-- Problem statement --
Take the line that has "Q: For every instance of the goat's ear" in it and every line after it to the end of the entries, and reproduce them exactly.

-- Data extract --
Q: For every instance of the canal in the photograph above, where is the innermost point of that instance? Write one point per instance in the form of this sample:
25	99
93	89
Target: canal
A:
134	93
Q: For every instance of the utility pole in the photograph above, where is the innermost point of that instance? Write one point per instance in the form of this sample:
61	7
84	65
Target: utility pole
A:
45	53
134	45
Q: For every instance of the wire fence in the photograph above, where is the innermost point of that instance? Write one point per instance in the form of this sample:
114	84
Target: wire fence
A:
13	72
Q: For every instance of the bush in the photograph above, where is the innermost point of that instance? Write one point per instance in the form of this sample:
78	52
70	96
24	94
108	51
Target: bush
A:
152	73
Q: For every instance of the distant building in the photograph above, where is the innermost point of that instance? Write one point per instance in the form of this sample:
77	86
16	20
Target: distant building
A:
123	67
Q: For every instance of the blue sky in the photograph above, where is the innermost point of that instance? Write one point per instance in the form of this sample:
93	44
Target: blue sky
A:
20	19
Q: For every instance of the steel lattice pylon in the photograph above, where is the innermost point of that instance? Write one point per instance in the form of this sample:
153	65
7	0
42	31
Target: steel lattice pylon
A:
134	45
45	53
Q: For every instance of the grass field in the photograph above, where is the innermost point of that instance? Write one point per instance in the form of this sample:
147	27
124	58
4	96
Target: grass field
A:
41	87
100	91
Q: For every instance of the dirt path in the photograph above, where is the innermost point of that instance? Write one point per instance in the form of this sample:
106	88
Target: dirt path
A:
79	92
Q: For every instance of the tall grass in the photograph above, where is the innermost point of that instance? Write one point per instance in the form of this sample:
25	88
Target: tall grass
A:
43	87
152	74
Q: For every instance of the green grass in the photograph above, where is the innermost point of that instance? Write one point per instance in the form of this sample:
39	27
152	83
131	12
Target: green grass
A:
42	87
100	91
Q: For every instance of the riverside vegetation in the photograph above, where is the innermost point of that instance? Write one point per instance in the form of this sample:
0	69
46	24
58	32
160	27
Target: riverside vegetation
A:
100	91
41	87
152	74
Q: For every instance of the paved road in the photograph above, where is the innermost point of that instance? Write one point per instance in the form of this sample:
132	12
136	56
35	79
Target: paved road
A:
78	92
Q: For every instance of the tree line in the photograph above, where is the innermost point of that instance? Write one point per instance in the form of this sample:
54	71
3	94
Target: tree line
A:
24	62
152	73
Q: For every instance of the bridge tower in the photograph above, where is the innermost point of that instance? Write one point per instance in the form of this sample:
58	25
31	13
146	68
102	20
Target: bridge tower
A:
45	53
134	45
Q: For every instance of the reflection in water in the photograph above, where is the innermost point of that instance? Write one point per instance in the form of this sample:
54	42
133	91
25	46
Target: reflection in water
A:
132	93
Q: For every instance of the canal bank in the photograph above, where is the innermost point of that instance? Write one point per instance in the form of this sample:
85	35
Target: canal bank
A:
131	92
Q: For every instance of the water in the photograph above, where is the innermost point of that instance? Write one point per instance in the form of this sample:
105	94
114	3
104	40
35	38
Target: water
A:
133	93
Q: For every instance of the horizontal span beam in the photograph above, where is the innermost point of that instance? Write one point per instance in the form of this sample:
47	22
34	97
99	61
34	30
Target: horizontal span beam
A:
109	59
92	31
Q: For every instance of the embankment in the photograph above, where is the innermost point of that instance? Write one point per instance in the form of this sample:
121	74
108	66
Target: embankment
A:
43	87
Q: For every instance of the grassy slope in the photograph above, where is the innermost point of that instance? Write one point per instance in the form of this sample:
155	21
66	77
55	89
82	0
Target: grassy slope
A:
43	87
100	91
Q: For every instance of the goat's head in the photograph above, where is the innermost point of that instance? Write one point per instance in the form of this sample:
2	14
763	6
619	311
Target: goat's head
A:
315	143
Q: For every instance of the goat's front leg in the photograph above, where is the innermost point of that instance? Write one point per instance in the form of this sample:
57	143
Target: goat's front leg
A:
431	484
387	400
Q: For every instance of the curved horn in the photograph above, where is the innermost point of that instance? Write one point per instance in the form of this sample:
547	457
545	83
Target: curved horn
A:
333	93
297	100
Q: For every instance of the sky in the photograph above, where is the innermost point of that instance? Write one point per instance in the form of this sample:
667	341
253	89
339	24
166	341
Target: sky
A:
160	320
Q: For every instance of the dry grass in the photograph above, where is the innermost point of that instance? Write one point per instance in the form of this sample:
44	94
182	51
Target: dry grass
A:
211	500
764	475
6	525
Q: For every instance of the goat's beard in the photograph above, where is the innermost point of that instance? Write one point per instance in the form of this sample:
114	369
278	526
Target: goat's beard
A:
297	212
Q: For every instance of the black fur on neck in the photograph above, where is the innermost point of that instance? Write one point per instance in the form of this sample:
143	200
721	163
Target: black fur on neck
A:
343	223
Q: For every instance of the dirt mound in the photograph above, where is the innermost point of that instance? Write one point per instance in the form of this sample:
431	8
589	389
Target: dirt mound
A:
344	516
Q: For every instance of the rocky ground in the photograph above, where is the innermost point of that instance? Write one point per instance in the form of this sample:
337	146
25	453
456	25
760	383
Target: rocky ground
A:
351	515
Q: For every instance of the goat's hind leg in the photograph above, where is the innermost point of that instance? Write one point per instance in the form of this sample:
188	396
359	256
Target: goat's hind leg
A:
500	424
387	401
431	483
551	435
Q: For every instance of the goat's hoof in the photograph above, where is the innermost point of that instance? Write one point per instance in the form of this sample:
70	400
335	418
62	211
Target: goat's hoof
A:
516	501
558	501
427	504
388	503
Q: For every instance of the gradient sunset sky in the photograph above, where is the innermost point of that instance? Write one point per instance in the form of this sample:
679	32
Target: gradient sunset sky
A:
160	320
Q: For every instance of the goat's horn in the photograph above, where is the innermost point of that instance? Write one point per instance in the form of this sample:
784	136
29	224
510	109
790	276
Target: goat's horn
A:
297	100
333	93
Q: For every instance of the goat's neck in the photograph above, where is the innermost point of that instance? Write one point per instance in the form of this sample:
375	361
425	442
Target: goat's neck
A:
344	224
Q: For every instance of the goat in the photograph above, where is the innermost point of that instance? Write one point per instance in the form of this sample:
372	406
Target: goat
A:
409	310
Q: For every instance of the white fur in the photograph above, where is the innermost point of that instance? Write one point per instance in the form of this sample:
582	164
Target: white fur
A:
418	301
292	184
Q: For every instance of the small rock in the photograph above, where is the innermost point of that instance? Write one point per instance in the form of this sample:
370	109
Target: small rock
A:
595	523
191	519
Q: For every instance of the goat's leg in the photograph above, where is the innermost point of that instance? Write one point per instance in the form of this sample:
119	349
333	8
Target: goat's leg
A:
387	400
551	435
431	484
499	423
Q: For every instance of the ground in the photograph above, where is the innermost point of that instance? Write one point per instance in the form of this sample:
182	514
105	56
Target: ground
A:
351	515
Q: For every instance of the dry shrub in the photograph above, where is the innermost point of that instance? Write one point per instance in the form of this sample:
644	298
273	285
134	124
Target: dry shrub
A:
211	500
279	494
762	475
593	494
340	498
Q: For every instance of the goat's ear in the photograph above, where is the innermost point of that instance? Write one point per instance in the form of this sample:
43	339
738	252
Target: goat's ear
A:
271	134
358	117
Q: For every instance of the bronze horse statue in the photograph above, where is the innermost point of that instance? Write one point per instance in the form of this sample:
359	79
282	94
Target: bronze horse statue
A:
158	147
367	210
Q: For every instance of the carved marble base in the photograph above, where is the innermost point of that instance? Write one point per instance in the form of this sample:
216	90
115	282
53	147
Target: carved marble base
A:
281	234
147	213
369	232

-- The output --
Q: For every instance of the goat's ear in the photograph above, where is the innermost point of that instance? Write one point per instance in the form of this sample:
43	339
738	252
Target: goat's ear
A:
271	134
358	117
Q: For every instance of the bronze horse statue in the photograph above, where is the innermost point of that instance? Write one point per instance in the form of this sample:
359	79
282	94
Target: bronze horse statue
A:
158	147
367	210
Q: For every instance of the carved marble base in the photograph above, where is the innermost point of that instance? Write one point per instance in the form of this sample:
216	90
115	282
53	147
Target: carved marble base
A:
281	234
147	213
369	232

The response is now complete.